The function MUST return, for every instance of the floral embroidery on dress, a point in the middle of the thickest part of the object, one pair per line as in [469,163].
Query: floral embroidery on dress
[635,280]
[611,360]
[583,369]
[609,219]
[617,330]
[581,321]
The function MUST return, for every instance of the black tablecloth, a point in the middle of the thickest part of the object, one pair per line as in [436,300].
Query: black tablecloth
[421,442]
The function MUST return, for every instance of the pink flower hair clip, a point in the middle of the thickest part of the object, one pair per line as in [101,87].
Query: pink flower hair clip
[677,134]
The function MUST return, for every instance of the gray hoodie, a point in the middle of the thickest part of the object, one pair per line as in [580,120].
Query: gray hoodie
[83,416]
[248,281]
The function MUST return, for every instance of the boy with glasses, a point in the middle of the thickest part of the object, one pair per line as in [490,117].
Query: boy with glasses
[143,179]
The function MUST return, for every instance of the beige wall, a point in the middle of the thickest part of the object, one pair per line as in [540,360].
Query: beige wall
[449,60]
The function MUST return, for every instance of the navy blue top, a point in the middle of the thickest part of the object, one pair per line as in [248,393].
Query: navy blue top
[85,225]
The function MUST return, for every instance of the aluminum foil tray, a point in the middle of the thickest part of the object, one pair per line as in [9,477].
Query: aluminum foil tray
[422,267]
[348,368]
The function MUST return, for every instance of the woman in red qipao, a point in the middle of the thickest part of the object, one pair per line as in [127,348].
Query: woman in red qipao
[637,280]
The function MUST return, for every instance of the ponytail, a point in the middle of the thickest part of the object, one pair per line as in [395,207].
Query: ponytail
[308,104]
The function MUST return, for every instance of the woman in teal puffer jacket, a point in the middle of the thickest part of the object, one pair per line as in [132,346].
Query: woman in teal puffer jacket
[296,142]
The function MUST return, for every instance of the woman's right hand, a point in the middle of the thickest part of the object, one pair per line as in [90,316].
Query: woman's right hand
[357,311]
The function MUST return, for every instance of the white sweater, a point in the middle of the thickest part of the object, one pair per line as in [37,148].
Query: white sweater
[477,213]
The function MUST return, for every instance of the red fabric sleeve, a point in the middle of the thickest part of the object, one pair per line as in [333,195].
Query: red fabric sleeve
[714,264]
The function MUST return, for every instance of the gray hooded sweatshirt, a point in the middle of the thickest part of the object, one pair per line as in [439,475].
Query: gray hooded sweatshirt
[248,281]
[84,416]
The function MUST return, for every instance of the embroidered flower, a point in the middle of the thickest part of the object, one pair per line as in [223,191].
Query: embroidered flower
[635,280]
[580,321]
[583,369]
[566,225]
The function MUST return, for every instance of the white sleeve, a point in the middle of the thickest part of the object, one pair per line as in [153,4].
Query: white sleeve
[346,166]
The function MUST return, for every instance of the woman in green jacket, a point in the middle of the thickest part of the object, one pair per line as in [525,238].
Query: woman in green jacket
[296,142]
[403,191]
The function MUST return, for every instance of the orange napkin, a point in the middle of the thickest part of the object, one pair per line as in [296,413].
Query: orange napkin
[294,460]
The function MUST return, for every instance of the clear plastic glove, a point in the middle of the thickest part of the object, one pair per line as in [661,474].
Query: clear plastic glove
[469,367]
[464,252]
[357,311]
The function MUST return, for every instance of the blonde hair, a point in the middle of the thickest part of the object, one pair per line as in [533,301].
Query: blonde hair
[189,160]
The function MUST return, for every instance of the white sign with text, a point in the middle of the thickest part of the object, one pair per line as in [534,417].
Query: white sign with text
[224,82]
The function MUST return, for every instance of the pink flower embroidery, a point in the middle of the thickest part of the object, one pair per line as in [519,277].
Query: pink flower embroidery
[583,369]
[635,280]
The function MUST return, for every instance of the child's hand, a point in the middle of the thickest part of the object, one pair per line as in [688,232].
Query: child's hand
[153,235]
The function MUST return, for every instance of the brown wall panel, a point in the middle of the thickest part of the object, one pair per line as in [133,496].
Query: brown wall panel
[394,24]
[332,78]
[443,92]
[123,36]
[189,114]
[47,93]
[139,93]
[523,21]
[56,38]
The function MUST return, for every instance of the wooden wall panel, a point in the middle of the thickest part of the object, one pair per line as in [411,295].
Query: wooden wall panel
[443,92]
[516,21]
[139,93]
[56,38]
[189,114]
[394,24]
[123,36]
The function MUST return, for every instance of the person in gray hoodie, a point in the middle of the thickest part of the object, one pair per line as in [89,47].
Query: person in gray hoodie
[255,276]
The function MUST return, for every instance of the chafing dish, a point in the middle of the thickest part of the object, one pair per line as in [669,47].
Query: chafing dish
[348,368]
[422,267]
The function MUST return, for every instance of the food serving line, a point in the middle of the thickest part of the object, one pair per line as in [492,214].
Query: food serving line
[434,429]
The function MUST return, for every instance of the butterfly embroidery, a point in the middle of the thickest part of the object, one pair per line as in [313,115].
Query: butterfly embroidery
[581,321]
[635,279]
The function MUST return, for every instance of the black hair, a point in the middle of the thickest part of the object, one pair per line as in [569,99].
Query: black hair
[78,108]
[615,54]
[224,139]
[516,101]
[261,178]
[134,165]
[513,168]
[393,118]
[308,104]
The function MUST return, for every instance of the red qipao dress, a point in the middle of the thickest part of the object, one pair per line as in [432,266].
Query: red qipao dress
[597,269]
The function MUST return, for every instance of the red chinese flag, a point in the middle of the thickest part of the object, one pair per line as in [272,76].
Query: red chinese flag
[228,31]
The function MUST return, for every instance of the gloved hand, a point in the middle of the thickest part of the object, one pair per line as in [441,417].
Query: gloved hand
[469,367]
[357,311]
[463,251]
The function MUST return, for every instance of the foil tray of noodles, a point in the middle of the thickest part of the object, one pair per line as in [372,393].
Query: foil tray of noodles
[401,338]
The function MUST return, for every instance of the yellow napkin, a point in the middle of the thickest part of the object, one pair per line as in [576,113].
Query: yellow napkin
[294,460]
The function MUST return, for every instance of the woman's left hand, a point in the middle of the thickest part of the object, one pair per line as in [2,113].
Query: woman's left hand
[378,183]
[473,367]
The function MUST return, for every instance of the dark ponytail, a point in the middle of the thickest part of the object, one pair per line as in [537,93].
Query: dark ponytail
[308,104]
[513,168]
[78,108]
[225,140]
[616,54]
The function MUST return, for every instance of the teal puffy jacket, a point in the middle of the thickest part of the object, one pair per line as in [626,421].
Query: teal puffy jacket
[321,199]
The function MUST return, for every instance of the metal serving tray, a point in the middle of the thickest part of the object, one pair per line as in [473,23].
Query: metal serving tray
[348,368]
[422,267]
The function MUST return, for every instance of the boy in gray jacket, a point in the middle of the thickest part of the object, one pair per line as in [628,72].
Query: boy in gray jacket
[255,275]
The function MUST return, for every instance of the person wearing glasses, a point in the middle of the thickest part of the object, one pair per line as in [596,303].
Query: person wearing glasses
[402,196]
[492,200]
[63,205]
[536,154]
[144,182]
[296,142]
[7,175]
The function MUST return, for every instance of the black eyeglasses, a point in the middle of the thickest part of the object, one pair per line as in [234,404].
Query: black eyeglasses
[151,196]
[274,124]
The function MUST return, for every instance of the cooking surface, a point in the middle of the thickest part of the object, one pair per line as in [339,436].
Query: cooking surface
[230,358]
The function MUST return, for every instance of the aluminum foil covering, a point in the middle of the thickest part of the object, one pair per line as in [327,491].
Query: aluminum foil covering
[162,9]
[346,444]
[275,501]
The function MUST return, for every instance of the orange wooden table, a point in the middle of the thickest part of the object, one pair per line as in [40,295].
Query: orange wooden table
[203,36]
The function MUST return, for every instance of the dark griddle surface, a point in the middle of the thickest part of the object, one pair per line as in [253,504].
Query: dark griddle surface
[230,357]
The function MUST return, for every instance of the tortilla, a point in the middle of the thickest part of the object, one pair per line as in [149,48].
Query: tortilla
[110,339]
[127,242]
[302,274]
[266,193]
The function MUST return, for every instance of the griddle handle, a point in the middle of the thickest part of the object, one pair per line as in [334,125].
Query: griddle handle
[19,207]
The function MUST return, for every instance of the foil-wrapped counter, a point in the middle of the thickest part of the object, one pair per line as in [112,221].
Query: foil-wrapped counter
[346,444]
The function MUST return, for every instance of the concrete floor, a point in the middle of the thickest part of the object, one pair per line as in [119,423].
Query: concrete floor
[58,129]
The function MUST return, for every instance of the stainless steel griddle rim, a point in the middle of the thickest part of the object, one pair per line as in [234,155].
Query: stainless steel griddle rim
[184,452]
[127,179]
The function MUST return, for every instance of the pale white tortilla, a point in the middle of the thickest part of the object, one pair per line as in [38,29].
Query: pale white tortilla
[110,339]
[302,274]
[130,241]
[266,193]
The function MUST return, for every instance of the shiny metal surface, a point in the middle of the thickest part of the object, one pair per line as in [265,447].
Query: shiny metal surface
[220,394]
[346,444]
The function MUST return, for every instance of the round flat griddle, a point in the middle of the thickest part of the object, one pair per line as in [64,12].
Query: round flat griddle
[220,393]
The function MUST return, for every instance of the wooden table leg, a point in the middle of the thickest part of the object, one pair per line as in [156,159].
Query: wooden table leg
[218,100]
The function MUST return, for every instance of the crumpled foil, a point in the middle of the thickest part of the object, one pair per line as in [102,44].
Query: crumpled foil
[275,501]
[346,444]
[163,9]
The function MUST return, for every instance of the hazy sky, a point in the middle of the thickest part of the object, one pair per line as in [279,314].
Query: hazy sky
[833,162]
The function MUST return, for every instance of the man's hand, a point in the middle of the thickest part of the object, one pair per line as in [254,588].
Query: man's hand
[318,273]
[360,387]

▶ Given request: From the "The function MUST return, for every instance of the wooden table" line to the close of the listing, restate each line word for word.

▶ Written response:
The function MUST return, for every instance of the wooden table leg, a point in the middle of the thickest part of the object, one pair per line as in [156,159].
Query: wooden table leg
[218,100]
The function MUST return, for every instance of the crumpled foil, a point in the middle of the thickest part of the object, one pair per line as in [102,44].
Query: crumpled foil
[275,501]
[346,444]
[163,9]
The function MUST return, for every instance of the hazy sky, a point in the middle of the thickest part of the object, one pair per line as in [279,314].
Query: hazy sky
[833,162]
The function MUST return, for every instance of the man's hand, a point in the middle of the thickest part of the object, one pair per line as in [254,588].
Query: man's hand
[318,273]
[360,387]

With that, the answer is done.